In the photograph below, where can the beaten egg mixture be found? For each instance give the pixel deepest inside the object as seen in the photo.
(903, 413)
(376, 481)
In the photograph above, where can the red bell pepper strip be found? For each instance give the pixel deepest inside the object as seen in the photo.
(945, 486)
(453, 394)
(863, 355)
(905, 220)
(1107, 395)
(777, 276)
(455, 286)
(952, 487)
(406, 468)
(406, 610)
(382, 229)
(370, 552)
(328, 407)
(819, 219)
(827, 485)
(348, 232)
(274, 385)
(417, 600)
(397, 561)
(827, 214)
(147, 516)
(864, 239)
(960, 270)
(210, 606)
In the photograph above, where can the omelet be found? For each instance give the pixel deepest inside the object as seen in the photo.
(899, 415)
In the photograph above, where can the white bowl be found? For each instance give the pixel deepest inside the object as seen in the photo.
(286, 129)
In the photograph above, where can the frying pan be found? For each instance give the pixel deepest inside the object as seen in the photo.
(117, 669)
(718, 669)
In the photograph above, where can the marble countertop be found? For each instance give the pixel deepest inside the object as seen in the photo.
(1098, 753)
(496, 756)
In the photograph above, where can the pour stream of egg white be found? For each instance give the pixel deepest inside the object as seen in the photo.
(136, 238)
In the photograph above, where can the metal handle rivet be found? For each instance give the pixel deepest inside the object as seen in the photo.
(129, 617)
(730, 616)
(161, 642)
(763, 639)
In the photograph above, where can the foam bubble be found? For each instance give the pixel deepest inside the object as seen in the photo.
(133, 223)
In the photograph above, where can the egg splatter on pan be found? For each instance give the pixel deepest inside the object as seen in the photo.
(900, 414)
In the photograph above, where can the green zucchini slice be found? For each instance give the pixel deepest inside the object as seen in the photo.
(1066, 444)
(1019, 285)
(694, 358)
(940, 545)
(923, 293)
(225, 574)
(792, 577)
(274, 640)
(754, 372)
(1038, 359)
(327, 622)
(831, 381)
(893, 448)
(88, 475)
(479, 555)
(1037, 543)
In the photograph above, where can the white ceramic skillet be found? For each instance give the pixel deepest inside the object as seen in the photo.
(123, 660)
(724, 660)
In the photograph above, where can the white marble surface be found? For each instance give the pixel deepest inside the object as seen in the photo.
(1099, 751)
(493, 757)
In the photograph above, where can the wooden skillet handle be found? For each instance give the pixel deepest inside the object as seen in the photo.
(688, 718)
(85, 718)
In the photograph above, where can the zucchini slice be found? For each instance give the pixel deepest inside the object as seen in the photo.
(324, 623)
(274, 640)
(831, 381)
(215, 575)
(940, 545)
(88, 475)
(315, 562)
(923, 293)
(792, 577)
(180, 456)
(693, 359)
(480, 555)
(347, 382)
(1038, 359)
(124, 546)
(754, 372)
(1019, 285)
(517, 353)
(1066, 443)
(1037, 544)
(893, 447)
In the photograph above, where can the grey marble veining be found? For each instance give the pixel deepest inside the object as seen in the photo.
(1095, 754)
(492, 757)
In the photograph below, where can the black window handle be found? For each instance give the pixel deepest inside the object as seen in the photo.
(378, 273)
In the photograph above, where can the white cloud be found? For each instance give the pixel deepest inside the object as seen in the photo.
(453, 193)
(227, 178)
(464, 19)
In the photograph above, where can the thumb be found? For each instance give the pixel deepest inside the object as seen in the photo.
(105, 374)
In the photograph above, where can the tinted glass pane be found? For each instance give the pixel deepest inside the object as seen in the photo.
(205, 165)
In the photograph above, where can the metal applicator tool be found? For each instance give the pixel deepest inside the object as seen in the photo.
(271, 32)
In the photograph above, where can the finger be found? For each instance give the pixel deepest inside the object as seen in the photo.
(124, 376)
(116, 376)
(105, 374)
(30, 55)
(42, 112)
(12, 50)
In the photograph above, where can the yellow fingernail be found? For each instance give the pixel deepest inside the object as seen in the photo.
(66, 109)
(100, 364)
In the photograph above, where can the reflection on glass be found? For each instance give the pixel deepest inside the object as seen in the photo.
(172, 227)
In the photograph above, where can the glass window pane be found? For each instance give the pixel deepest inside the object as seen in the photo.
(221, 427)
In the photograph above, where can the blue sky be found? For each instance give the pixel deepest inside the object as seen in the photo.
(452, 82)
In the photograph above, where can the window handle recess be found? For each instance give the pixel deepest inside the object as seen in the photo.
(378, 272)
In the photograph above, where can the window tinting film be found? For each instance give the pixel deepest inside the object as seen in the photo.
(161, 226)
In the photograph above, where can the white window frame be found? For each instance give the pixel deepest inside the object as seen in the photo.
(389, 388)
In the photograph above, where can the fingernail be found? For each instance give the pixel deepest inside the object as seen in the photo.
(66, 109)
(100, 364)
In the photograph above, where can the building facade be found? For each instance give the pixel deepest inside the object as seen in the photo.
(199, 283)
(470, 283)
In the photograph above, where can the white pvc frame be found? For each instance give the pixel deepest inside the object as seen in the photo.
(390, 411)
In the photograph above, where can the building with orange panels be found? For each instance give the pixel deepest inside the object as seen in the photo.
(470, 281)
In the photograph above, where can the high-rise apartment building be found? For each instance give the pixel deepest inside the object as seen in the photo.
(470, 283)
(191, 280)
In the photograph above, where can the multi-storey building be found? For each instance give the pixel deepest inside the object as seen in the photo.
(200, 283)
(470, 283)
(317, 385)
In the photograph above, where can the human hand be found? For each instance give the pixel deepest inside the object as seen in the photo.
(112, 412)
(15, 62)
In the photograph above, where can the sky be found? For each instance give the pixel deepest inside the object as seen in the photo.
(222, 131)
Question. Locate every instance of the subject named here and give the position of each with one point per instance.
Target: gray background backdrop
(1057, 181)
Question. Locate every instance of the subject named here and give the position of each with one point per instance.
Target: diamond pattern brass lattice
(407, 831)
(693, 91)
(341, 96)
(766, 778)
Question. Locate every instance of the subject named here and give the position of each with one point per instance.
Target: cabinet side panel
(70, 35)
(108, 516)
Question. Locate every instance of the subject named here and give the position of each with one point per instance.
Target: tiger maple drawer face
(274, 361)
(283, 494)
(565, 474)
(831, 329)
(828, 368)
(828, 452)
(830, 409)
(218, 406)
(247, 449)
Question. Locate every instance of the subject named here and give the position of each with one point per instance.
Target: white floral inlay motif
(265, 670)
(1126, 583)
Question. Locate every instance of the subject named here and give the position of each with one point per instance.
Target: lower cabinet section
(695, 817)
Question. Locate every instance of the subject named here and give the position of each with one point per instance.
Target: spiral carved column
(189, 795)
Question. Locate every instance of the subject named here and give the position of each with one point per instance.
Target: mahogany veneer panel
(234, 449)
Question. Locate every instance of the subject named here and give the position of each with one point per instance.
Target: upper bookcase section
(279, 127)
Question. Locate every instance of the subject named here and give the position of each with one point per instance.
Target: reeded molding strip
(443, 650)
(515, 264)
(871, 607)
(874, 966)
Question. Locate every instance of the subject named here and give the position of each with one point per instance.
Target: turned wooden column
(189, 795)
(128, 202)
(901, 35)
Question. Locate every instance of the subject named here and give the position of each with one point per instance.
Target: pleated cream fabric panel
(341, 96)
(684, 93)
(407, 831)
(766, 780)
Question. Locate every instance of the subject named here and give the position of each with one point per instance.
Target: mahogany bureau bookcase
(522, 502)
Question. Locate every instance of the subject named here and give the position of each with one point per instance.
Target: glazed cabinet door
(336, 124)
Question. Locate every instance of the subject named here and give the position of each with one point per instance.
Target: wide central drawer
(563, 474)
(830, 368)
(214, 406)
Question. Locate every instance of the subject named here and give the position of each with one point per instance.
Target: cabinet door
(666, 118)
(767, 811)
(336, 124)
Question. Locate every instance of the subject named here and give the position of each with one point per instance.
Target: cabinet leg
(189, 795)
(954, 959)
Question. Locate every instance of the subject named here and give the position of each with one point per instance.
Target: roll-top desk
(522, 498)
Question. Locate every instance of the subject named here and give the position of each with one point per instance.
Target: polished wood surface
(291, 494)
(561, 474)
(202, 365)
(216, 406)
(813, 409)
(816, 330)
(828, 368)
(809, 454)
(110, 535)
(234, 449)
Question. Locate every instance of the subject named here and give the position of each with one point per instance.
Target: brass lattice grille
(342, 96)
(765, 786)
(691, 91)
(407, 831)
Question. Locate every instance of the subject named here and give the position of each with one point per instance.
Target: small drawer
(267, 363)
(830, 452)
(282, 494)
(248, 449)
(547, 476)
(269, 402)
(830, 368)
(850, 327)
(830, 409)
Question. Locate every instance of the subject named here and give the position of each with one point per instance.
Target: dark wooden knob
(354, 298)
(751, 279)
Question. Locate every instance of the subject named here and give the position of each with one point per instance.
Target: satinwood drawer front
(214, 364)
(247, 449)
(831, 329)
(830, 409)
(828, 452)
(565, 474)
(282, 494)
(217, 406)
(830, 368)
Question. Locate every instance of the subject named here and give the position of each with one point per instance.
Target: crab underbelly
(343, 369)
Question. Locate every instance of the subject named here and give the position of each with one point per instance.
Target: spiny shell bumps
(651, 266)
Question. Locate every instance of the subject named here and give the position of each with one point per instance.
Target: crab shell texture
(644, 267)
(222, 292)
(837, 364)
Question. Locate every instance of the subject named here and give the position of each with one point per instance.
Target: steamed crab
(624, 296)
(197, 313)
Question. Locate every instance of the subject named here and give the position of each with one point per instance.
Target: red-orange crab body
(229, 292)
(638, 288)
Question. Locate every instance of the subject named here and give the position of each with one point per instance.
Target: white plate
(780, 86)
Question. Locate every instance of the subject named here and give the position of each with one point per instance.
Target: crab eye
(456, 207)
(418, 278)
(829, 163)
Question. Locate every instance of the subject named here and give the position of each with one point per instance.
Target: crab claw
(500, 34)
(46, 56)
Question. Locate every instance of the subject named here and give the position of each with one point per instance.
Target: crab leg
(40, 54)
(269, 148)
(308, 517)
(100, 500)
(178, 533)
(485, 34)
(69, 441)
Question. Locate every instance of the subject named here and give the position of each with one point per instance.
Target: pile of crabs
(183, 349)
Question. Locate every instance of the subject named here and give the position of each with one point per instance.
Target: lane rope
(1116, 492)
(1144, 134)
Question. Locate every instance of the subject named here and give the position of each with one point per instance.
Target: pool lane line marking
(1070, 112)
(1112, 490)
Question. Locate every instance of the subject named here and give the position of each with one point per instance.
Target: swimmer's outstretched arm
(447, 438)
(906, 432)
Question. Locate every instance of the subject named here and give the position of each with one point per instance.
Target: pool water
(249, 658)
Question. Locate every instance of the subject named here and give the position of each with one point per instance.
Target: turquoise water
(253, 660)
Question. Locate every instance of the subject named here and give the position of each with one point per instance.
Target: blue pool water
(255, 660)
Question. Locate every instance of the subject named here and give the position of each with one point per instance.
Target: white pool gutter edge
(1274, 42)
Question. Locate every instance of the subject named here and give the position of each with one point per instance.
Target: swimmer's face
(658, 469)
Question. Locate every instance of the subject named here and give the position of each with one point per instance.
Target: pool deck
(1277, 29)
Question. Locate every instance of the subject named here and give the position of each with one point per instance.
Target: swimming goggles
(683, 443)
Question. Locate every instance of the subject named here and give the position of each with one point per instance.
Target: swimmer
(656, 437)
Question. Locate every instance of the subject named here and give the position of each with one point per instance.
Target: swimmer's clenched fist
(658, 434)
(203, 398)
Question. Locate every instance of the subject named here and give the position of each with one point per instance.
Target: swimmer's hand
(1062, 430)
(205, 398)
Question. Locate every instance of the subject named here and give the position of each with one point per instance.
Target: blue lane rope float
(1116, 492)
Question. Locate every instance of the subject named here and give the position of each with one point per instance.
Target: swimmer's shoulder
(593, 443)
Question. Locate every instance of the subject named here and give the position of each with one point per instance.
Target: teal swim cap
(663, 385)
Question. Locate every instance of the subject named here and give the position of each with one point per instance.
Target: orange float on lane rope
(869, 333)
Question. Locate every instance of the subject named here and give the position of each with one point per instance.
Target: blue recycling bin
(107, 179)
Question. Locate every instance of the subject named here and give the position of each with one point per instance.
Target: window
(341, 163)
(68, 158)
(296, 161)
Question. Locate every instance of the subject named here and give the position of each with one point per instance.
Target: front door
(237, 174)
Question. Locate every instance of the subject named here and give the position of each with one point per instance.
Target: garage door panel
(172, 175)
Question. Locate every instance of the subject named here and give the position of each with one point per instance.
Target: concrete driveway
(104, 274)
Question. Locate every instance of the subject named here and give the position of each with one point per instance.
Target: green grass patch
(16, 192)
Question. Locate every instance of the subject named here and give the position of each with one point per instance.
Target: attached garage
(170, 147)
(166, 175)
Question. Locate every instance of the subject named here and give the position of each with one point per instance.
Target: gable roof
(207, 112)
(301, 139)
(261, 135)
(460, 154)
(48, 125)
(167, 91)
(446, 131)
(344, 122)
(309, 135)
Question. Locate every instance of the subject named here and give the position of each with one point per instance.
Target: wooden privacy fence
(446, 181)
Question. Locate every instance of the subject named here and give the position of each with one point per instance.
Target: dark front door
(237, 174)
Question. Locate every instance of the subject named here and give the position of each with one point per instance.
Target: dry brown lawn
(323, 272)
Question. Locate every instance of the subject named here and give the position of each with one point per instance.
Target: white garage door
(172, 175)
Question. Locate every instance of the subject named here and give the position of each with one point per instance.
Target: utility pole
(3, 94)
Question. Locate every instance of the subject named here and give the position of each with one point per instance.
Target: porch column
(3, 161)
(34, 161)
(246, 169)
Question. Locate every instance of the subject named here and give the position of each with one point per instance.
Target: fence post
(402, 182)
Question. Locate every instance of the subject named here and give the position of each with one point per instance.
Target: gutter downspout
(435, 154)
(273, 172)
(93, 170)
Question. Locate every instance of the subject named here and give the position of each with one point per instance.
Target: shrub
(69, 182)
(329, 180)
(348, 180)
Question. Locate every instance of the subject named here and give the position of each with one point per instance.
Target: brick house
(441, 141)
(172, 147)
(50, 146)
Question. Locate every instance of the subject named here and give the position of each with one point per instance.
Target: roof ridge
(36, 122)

========================

_Work to be completed_: Which lines in the listing above contain the word "door"? Copy out each of them.

_Complete answer_:
Target: glazed cabinet door
Target: cabinet door
Target: front door
Target: garage door panel
Target: dark front door
Target: white garage door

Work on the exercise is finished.